» **TASK**: Below is a listing. Copy each line of it that holds the word "metal".

» **PROVIDED DATA**:

=== Begin Enclosure ===

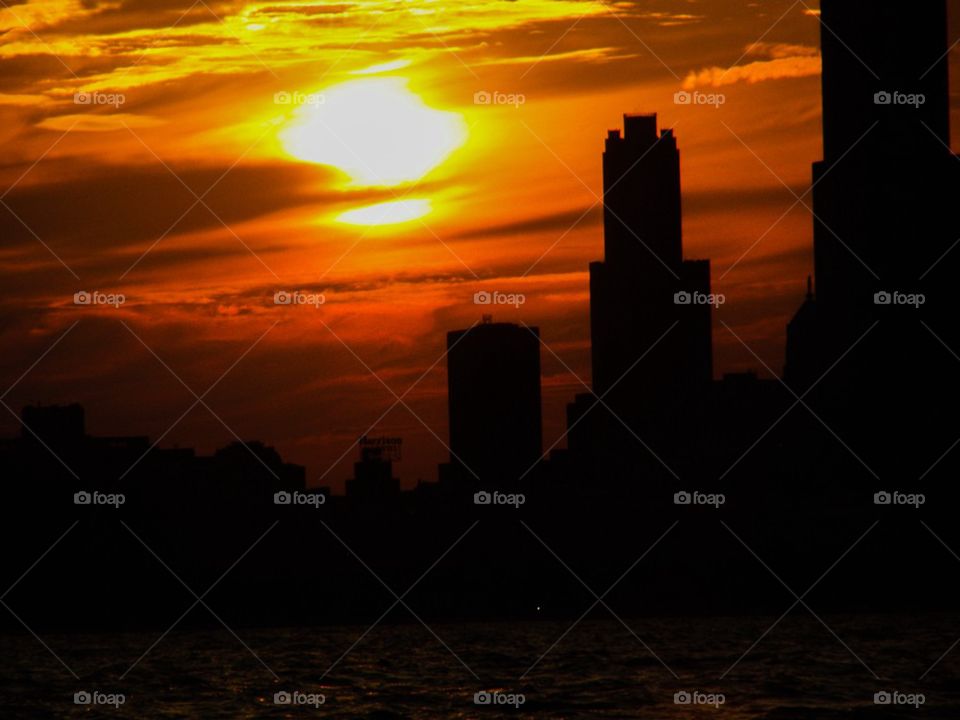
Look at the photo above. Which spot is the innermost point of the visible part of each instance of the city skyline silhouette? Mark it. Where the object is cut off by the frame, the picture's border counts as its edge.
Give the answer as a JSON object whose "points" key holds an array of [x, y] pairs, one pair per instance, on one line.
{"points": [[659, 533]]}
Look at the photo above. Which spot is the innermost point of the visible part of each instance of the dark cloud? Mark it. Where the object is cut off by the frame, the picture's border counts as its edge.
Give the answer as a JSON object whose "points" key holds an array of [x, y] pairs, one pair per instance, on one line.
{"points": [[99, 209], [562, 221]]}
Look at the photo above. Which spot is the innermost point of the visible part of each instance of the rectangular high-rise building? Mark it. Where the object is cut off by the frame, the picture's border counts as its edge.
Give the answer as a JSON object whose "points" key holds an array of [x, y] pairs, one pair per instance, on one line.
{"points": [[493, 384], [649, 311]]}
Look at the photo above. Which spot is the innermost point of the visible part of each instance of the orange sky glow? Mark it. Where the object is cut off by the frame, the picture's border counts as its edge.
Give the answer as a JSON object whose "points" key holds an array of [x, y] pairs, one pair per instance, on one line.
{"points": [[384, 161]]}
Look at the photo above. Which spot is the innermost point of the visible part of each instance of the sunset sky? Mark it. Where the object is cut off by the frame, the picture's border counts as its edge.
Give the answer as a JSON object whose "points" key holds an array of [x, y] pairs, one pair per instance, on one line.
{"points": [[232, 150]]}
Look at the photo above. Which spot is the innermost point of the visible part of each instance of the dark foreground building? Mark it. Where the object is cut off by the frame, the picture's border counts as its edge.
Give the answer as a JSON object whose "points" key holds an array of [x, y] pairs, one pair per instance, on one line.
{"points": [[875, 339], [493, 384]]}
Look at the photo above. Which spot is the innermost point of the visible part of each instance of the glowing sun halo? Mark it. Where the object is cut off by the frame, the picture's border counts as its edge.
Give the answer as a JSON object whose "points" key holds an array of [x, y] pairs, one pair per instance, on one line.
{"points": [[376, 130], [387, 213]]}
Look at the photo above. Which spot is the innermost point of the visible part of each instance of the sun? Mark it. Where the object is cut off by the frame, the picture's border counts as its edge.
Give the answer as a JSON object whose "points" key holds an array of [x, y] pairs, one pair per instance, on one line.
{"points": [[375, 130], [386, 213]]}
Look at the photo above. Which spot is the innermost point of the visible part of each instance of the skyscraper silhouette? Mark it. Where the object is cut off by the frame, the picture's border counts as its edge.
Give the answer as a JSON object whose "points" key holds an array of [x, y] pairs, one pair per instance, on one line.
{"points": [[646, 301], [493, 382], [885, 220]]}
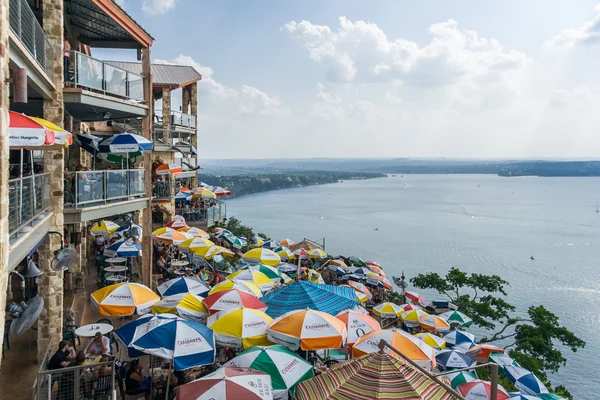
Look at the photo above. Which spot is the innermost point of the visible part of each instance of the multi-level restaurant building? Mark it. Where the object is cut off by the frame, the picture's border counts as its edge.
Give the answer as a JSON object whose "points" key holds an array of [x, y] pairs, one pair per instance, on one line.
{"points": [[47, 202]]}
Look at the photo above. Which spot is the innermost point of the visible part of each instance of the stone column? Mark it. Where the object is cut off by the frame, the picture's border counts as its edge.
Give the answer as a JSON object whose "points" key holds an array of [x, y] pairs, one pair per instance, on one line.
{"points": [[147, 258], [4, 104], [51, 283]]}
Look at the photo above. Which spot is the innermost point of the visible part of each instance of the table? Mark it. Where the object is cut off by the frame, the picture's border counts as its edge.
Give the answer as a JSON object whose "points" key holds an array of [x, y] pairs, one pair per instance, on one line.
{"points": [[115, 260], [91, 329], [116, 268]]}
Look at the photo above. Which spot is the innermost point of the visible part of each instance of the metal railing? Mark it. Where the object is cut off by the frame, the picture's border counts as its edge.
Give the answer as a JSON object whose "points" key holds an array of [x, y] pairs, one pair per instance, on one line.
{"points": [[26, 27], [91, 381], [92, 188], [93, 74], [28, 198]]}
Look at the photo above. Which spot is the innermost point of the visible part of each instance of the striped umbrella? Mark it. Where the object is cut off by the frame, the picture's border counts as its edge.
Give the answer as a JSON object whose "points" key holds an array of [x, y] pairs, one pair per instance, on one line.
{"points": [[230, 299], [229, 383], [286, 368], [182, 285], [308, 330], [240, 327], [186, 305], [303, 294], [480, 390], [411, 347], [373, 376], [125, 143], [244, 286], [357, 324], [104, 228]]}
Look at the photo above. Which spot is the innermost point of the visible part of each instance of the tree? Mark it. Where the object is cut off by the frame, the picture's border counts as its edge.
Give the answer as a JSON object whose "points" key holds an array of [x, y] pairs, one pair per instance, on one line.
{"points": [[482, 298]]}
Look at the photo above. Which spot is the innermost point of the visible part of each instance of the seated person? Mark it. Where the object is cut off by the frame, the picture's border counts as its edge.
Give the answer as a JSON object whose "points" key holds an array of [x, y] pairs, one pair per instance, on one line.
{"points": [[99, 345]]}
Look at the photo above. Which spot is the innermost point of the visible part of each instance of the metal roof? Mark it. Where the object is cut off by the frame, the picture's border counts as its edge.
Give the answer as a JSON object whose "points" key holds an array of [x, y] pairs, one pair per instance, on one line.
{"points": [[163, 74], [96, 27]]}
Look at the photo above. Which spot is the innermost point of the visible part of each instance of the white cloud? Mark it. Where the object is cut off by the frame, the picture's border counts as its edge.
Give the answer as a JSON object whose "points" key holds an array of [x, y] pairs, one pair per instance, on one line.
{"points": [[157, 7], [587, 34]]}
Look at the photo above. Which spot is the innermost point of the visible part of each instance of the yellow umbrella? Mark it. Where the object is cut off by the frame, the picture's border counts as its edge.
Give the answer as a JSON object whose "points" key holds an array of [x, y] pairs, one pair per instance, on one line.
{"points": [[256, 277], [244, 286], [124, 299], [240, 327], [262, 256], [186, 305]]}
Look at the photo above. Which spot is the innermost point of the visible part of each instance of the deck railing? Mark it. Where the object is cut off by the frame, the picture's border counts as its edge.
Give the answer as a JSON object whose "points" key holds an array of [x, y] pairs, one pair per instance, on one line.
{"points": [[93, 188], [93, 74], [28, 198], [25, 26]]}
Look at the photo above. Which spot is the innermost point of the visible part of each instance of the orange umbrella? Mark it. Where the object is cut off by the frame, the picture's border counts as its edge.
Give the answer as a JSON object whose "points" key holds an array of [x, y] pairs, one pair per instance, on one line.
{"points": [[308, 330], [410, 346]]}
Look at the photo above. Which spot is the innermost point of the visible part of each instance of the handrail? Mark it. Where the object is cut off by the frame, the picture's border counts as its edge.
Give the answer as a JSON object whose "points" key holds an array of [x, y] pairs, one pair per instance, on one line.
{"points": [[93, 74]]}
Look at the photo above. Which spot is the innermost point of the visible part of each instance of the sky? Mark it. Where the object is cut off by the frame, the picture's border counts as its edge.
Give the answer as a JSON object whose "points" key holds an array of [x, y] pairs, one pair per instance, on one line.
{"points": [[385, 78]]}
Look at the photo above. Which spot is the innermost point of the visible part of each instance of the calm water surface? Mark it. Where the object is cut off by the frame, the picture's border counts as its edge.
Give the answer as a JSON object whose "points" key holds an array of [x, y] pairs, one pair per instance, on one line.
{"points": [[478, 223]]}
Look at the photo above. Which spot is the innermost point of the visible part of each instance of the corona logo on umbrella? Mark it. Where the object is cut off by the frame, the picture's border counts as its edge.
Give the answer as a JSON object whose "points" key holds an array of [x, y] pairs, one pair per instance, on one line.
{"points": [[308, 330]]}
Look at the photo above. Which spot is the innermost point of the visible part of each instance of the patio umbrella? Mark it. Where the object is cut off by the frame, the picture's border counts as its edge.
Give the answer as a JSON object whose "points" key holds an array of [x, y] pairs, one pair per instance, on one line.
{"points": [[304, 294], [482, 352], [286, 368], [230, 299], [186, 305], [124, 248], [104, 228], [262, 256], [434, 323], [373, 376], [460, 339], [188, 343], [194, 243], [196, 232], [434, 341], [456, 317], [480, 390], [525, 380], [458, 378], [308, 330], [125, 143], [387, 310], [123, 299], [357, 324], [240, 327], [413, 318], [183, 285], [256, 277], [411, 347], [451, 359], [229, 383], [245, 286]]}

=== End Enclosure ===

» **EXPECTED ANSWER**:
Look at the photo above. Which spot is the innermost point of the visible part of each instance of the metal railing? Mark it. Where the object is cut off by the frame, the picture's border counts as its edge.
Look at the photo above. Which spot is the innermost point of the visible part of each instance of the metal roof? Mark it. Where the object is cut off by the frame, the picture's border counts as its edge.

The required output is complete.